[[ GIVEN PASSAGE open ]]
WATERBURY, Vt. (WCAX) When was the last time you went fishing? Vermont State Parks and Fish and Wildlife have teamed up to teach people of all ages the basics of fishing to help the next generation of anglers get hooked.
The fishing poles are out on a sunny day at Little River State Park in Waterbury, which means one thing -- it's time to wet a line.
"The whole point of these programs are for people who have never fished before," said Corey Hart with Vermont Fish and Wildlife. He says the state is providing free fishing clinics to beginning anglers all summer long throughout the state. The goal is to reel in some fun.
"We are doing these programs to try to get more people out there and actually fishing. A program like this being done at a state park, these tend to appeal a lot to families, so there are a lot of families maybe camping at the state park and they are looking for something fun to do. They will come out go do a day of fishing and hopefully continue fishing the rest of summer," Hart said.
The Lets Go Fishing clinics are led by state park employees like Steven Watson at Little River. "Absolutely this is one of the best things I have done," Watson said. "It kind of brings me back to my childhood and I enjoy seeing the excitedness and the progression of, 'Oh wow. This thing's weird,' to 'I used it and I just caught this fish.'"
[[ GIVEN PASSAGE closed ]]
[[ SOURCE MATERIAL open ]]
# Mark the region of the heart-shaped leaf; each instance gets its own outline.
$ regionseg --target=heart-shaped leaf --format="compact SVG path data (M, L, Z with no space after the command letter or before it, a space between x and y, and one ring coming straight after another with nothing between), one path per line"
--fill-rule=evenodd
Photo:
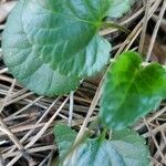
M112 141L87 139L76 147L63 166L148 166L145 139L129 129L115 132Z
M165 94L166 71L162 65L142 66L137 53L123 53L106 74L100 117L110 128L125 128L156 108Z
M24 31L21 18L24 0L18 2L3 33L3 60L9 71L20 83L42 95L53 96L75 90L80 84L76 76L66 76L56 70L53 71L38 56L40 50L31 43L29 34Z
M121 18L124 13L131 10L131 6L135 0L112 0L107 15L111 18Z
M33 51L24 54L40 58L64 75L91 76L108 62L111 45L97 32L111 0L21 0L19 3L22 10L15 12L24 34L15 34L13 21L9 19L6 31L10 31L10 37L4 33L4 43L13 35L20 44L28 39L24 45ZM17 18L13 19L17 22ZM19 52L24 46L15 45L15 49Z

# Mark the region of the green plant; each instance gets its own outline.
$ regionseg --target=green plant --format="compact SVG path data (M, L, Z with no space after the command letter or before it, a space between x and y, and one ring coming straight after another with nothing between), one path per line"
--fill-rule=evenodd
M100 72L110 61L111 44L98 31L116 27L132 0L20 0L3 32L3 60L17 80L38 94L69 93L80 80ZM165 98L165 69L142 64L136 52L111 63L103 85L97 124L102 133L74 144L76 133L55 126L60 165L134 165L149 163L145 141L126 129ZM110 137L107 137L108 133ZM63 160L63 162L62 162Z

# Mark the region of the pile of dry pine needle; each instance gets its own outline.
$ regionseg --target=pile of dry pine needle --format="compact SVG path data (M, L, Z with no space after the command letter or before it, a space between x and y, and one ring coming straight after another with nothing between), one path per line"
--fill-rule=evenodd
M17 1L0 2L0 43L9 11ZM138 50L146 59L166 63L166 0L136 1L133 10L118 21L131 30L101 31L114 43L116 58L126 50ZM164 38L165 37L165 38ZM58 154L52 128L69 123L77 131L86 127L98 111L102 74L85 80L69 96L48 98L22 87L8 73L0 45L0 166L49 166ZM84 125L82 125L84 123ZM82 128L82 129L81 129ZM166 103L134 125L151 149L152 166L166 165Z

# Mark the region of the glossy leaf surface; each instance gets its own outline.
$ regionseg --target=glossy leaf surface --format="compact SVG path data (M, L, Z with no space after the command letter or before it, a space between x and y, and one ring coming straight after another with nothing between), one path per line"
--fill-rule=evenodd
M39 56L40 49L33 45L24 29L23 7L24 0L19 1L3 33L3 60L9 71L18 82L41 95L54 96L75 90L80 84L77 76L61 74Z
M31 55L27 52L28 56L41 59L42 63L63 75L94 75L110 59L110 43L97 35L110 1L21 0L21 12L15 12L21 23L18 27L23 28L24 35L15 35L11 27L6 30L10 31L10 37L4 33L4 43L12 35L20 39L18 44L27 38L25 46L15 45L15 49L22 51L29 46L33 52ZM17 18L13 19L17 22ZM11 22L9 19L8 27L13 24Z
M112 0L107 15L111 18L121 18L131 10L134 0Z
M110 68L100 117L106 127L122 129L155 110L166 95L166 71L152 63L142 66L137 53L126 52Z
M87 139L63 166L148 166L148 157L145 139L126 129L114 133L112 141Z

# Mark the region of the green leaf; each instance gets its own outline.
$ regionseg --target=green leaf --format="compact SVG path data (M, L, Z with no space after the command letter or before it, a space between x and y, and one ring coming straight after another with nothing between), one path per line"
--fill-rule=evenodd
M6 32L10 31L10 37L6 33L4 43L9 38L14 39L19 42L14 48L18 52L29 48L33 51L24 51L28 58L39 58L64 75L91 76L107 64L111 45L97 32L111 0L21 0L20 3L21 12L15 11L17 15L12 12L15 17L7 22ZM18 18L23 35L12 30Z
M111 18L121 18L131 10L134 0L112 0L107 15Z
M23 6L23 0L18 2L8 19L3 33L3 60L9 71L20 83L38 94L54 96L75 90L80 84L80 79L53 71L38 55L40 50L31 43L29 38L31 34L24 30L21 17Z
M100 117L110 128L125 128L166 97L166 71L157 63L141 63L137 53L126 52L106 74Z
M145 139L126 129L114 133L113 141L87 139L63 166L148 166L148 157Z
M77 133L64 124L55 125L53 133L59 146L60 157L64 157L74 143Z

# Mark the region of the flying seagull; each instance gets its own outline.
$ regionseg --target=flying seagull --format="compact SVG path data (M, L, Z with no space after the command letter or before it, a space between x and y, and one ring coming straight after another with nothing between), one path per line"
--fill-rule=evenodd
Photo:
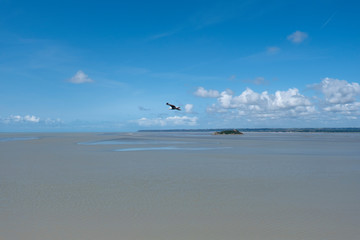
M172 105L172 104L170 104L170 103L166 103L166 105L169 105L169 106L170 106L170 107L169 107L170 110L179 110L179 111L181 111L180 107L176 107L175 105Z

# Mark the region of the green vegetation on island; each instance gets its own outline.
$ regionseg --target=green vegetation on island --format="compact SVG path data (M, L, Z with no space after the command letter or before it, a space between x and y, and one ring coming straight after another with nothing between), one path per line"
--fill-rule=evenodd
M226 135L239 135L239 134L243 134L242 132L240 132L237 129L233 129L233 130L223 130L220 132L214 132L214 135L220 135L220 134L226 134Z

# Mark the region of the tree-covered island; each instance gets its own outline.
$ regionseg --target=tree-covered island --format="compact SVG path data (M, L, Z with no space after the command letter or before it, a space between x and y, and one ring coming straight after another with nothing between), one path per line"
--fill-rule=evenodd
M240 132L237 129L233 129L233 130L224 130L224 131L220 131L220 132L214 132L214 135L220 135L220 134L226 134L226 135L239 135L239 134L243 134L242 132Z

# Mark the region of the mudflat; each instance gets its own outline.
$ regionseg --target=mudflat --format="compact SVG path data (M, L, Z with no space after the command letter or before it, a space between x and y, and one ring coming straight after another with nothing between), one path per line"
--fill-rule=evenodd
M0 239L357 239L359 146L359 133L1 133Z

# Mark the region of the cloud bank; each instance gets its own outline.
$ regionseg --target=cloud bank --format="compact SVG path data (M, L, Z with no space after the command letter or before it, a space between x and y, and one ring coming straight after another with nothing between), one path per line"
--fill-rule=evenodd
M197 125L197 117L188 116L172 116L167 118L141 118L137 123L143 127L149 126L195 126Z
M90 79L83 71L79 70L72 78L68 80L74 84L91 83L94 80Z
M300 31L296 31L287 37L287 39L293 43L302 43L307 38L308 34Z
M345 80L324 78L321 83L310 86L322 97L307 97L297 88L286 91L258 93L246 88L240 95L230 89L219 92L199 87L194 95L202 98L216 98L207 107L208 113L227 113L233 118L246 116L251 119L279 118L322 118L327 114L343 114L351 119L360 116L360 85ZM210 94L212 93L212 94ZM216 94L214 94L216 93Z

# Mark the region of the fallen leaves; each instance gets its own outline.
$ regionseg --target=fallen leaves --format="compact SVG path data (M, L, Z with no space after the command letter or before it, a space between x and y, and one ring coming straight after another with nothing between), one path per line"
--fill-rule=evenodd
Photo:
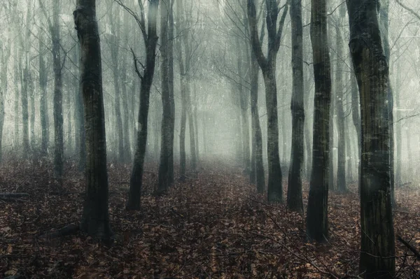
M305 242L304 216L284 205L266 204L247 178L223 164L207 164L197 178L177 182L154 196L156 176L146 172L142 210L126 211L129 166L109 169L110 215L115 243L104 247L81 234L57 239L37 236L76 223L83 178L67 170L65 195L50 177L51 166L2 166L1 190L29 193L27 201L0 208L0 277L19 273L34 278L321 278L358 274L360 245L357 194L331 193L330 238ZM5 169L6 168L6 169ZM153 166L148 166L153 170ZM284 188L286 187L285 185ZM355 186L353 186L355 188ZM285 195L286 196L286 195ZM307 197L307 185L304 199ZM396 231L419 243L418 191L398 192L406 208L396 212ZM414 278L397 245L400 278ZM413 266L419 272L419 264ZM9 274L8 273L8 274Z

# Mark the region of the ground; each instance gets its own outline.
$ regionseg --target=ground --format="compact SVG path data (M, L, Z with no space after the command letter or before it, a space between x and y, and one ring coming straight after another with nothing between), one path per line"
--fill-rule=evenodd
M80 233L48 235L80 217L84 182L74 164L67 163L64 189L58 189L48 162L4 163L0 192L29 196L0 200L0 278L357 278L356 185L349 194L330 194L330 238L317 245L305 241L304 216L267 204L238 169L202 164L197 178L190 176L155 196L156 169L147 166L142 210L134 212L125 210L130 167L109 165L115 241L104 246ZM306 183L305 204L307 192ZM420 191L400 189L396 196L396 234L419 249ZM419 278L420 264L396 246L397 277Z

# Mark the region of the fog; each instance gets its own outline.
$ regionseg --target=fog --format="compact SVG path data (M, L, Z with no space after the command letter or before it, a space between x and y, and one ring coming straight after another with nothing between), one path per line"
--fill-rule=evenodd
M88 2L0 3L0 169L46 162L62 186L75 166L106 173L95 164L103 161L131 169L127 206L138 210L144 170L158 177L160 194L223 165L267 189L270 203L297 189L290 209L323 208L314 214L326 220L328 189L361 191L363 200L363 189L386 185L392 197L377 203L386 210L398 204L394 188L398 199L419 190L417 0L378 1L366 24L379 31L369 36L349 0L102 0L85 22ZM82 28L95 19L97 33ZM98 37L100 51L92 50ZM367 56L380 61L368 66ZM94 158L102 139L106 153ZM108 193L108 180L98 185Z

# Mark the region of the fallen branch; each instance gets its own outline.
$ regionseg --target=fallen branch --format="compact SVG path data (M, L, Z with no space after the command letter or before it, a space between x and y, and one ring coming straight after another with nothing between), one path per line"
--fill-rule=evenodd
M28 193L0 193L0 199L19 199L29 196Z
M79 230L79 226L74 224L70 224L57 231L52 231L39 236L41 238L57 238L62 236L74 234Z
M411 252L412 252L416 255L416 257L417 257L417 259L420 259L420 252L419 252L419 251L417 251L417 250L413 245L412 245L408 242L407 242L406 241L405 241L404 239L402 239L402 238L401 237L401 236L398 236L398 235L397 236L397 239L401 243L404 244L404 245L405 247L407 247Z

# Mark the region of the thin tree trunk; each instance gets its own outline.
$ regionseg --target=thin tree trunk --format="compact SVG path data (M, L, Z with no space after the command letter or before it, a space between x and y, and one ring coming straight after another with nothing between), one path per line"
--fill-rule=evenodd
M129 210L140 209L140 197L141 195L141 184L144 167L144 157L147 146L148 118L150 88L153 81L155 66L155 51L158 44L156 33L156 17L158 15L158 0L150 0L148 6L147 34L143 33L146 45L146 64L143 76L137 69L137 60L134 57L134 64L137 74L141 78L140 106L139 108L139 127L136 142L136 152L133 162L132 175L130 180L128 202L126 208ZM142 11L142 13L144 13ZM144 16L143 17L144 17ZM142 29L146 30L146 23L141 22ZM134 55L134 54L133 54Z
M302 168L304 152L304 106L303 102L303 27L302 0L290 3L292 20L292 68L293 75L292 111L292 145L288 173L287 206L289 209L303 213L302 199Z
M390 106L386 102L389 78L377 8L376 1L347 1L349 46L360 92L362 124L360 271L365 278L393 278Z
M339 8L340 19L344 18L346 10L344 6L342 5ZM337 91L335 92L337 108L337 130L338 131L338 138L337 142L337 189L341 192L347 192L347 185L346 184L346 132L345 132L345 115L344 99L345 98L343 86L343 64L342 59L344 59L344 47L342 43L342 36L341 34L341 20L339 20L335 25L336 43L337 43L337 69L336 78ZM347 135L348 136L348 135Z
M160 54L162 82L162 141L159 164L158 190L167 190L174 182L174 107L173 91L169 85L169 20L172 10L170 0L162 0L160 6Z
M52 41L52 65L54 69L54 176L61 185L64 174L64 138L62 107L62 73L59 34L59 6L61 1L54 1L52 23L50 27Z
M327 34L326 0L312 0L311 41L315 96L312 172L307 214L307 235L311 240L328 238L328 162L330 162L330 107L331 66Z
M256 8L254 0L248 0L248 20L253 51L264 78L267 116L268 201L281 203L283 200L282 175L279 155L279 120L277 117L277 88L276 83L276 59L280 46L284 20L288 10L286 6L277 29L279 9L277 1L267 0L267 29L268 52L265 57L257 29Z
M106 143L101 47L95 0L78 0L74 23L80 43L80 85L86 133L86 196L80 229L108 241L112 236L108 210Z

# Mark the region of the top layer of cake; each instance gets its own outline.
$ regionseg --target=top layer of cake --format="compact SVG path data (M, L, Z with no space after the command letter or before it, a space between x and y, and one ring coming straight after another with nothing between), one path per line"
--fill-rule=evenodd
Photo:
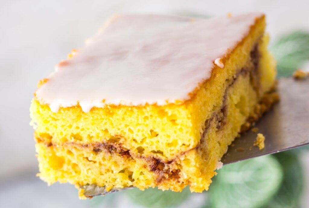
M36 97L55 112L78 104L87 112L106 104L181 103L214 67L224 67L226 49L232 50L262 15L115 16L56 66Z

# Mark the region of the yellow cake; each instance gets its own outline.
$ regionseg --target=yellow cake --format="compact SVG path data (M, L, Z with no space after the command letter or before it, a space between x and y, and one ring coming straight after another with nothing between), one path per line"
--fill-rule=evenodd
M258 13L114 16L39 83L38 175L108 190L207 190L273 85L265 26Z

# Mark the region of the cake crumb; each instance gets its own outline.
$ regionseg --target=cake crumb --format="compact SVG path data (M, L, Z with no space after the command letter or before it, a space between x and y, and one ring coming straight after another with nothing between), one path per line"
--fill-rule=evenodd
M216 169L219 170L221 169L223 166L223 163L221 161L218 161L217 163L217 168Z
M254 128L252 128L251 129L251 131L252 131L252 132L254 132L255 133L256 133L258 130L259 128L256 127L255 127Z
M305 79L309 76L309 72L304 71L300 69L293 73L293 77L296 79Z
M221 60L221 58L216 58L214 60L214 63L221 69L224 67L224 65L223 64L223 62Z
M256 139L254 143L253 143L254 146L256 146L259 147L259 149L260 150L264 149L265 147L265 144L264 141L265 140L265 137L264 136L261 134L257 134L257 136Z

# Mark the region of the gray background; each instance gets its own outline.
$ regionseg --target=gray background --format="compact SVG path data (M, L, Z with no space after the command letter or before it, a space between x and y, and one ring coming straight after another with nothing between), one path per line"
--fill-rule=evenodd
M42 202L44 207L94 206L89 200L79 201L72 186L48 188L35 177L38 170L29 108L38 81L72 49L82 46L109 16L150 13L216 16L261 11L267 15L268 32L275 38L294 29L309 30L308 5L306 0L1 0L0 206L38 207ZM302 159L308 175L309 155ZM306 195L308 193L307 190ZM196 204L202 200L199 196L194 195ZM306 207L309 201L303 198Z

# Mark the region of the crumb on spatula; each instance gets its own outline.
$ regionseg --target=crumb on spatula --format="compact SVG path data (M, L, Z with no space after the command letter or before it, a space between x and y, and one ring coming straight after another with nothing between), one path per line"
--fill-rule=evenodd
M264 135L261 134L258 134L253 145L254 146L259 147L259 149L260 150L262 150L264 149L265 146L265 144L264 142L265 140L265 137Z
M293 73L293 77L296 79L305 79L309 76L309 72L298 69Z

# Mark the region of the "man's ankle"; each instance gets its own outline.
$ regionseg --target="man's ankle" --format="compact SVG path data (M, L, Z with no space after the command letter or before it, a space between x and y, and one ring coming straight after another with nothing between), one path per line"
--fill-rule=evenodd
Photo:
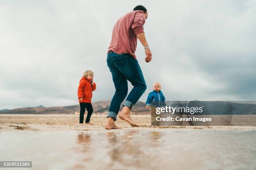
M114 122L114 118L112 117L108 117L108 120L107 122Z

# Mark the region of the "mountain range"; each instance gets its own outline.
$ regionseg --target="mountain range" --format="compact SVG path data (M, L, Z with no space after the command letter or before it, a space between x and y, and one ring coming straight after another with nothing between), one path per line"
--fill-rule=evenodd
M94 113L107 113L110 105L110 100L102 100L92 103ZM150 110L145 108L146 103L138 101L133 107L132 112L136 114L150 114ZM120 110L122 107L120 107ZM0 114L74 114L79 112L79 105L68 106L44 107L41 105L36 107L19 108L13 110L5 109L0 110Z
[[ SOURCE MATERIAL closed ]]
> [TASK DIRECTIONS]:
From the fishing clinic article, reproduce the text between "WATERBURY, Vt. (WCAX)" and "in some fun.", inclusive. The entries were taken from a separate source.

> [COMPLETED EXERCISE]:
WATERBURY, Vt. (WCAX) When was the last time you went fishing? Vermont State Parks and Fish and Wildlife have teamed up to teach people of all ages the basics of fishing to help the next generation of anglers get hooked.
The fishing poles are out on a sunny day at Little River State Park in Waterbury, which means one thing -- it's time to wet a line.
"The whole point of these programs are for people who have never fished before," said Corey Hart with Vermont Fish and Wildlife. He says the state is providing free fishing clinics to beginning anglers all summer long throughout the state. The goal is to reel in some fun.